→ Reading passage
○ ○ ○ ○ ○
Zipcar creator looks toward bigger challenges
Chase’s hope for future: First Zipcars then no cars
Robin Chase has already changed the way we drive, but she’s not satisfied. Now she wants to change the way we live as well.
Chase is the co-founder and former CEO of Zipcar, a company that makes it almost as easy to rent a car as it is to get cash from an ATM machine. Zipcar uses the Internet and wireless communication to deliver on its slogan, “Wheels when you want them.”
Chase, who has stepped down as Zipcar’s CEO but remains on the board of directors, is spending the 2004-05 year at the Harvard Graduate School of Design as a Loeb Fellow. The Loeb Fellowship Program, established in 1970, is designed to nurture the leadership potential of promising men and women in design and other professions related to the built and natural environment.
The idea for Zipcar came to Chase in 1999 while she was having coffee in a Cambridge café with friend and company co-founder Antje Danielson. Danielson, who is German, told Chase about a company in Berlin that rented its cars by the hour rather than by the day.
“I thought, what a brilliant idea! This is what the Internet was made for.”
○ ○ ○ ○ ○
→ Prompt 1
Translate this sentence from the Zipcar article into Spanish: "Zipcar uses the Internet and wireless communication to deliver on its slogan, “Wheels when you want them.”"
→ Prompt 2
Turn the paragraph of the Zipcar article that opens "Chase, who has stepped down" into a short bulleted list that keeps its main facts.
→ Prompt 3
Write out the Zipcar article's text word for word, beginning at the words "Chase, who has" and stopping after "by the day.".
○ ○ ○ ○ ○
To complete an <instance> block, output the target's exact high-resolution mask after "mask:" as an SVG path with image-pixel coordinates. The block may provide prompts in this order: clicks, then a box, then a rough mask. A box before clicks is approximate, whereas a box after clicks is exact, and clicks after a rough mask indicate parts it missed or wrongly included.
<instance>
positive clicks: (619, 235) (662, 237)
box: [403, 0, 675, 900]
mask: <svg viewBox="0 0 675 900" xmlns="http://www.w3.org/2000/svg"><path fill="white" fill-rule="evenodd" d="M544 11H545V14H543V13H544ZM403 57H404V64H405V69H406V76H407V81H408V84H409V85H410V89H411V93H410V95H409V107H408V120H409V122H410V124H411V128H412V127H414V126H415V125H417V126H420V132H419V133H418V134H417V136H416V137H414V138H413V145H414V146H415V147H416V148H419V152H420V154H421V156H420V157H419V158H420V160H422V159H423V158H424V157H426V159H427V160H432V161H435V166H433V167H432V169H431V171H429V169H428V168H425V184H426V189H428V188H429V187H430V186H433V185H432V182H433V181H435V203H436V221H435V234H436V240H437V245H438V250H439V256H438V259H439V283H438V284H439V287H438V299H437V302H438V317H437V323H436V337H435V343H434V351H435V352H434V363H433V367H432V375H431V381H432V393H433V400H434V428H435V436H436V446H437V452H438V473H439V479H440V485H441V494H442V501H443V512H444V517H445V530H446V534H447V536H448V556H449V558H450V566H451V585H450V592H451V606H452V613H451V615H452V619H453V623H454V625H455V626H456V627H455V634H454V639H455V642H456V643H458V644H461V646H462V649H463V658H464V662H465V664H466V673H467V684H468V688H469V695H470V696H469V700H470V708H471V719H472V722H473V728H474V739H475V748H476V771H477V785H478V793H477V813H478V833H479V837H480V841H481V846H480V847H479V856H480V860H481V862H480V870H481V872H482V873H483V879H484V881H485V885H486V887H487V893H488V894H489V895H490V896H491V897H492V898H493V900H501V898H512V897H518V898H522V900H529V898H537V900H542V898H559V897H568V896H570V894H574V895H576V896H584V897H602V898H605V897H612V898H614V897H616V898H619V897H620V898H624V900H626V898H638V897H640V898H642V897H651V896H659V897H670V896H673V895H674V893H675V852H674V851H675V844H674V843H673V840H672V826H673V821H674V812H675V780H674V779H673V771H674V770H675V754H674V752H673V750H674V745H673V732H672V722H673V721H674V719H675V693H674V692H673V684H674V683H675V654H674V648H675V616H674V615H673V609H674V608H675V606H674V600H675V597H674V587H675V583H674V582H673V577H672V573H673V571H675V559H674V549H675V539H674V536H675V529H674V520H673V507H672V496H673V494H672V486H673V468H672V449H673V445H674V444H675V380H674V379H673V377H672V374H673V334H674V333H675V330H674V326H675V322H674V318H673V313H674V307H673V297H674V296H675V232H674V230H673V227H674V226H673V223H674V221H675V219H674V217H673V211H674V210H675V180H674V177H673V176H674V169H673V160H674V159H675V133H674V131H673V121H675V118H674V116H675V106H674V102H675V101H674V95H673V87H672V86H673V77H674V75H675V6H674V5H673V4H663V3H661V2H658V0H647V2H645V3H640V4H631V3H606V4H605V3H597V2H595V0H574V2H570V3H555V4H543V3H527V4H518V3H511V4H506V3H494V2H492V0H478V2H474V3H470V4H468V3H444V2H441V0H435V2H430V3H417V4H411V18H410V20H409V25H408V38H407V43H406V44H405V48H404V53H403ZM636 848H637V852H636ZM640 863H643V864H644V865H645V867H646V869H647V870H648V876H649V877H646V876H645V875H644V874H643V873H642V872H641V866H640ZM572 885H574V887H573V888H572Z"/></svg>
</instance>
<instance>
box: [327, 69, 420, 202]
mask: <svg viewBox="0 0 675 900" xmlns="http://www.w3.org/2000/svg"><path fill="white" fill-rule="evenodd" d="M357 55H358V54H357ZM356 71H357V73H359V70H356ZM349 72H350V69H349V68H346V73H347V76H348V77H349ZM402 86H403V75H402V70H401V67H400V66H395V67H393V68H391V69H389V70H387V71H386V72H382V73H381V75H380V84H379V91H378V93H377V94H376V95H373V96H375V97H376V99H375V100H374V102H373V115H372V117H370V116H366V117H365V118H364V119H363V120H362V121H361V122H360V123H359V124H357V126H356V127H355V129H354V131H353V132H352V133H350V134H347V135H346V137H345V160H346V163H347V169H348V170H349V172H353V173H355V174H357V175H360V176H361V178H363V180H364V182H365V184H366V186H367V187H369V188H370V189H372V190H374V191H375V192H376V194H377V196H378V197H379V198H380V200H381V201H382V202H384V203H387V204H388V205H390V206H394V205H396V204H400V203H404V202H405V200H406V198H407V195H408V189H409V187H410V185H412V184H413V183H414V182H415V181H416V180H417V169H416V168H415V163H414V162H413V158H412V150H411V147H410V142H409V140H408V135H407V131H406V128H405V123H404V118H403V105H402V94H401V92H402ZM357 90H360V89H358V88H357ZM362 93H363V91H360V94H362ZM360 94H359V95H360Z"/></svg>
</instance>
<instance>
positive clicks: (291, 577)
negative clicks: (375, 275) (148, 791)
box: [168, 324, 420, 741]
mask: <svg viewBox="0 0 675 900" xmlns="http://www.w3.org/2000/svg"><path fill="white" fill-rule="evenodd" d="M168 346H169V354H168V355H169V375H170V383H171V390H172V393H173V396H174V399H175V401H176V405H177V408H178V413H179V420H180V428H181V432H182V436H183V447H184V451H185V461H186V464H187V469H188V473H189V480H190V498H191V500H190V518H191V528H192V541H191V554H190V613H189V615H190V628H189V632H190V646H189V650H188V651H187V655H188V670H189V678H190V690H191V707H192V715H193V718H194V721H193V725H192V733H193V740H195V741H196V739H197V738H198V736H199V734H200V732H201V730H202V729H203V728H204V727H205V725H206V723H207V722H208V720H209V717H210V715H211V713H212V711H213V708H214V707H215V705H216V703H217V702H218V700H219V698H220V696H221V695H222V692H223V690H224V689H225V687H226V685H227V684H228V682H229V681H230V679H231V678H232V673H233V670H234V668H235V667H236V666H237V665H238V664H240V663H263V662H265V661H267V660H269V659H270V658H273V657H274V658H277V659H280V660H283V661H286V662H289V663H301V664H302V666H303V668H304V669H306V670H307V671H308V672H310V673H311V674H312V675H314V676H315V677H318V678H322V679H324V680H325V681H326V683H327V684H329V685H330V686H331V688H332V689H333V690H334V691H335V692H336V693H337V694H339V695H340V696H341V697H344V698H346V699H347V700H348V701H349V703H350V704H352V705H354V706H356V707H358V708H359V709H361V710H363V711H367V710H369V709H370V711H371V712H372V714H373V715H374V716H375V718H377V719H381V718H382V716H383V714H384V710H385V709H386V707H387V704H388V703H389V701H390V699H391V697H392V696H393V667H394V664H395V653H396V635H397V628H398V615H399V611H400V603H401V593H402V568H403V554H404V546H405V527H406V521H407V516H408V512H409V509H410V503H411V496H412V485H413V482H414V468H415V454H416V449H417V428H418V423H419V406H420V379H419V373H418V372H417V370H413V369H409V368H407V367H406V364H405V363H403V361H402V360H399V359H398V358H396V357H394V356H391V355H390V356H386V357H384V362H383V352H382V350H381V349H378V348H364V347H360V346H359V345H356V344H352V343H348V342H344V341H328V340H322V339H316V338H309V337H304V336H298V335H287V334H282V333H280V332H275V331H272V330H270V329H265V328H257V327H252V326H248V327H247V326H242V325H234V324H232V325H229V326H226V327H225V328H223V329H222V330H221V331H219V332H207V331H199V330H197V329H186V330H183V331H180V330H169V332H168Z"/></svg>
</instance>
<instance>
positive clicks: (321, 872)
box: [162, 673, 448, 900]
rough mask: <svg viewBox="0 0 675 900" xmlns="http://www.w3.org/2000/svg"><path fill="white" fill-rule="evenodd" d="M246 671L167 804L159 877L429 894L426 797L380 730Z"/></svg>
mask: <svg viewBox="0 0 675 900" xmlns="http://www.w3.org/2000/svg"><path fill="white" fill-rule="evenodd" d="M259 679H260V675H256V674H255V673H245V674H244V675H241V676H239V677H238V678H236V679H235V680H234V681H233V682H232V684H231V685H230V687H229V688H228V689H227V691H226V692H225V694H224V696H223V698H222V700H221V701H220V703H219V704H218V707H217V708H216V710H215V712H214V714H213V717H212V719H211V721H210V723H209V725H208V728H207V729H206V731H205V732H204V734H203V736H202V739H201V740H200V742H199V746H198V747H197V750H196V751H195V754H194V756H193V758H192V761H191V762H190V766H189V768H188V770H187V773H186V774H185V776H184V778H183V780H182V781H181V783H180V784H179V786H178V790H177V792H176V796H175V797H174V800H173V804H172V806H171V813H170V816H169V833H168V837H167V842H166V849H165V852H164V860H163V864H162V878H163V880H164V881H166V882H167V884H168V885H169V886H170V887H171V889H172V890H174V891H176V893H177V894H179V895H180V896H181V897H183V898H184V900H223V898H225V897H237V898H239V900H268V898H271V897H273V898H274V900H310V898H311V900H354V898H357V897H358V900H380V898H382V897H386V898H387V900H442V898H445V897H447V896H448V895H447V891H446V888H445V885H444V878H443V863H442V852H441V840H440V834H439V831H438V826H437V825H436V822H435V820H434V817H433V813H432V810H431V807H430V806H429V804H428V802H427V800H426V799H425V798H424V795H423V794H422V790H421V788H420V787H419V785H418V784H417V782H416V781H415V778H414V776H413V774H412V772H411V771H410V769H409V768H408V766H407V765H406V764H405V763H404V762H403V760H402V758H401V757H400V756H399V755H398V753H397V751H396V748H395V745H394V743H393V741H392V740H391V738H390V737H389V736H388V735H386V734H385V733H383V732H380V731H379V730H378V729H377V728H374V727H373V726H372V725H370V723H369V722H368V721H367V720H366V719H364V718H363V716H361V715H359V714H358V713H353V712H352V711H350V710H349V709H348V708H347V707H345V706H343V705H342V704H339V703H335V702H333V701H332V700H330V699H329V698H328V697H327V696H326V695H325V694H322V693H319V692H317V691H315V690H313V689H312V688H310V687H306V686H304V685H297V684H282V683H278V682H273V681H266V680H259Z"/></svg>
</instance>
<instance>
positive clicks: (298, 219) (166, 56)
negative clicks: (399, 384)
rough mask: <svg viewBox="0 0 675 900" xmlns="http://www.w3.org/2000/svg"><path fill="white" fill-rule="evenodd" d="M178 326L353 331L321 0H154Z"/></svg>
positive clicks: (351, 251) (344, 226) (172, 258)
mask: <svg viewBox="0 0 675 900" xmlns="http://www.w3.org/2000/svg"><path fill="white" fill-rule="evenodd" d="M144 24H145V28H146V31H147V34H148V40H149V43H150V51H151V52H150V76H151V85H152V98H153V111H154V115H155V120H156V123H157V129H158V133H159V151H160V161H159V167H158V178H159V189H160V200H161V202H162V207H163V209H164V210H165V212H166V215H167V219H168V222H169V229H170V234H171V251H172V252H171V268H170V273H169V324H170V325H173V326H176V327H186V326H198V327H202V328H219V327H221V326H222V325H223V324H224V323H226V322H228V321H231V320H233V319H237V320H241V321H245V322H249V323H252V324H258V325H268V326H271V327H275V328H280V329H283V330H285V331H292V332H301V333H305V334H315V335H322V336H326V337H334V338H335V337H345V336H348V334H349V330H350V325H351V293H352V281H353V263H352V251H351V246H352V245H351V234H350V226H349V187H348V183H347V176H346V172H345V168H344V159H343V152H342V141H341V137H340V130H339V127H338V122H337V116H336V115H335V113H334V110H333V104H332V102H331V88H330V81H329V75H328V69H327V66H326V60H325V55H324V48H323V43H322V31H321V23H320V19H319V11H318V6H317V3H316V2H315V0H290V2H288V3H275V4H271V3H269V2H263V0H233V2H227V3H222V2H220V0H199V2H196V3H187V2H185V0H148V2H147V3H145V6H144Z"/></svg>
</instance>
○ ○ ○ ○ ○
→ Result 1
Zipcar utiliza Internet y la comunicación inalámbrica para cumplir su eslogan: «Ruedas cuando las quieras».

→ Result 2
- Chase has stepped down as Zipcar's CEO but is still on its board of directors.
- She is spending the 2004-05 year at the Harvard Graduate School of Design as a Loeb Fellow.
- The Loeb Fellowship Program was established in 1970.
- It nurtures the leadership potential of promising men and women in design and other professions related to the built and natural environment.

→ Result 3
Chase, who has stepped down as Zipcar’s CEO but remains on the board of directors, is spending the 2004-05 year at the Harvard Graduate School of Design as a Loeb Fellow. The Loeb Fellowship Program, established in 1970, is designed to nurture the leadership potential of promising men and women in design and other professions related to the built and natural environment.
The idea for Zipcar came to Chase in 1999 while she was having coffee in a Cambridge café with friend and company co-founder Antje Danielson. Danielson, who is German, told Chase about a company in Berlin that rented its cars by the hour rather than by the day.